* Your objective *
Leave every picture out. Set down all the lines below exactly.

**********

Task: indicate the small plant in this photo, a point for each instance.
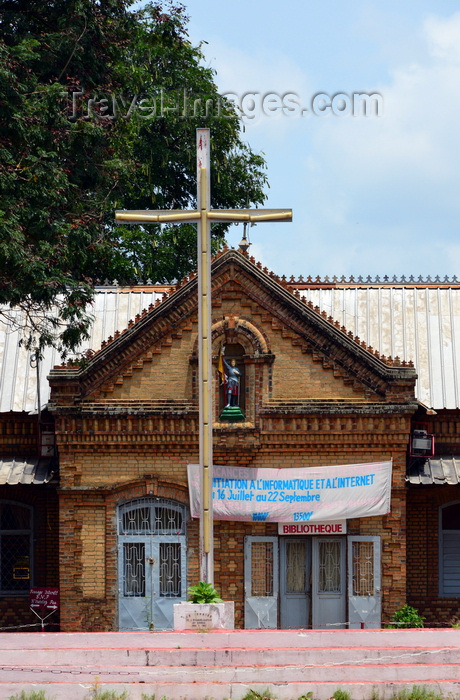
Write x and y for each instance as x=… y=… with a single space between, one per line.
x=30 y=695
x=341 y=695
x=407 y=617
x=204 y=593
x=418 y=692
x=97 y=694
x=254 y=695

**********

* Written reply *
Task: indicate the small plant in this photo, a point for each instance.
Write x and y for each instance as x=… y=… with a single space between, one per line.
x=30 y=695
x=341 y=695
x=407 y=617
x=204 y=593
x=418 y=692
x=97 y=694
x=254 y=695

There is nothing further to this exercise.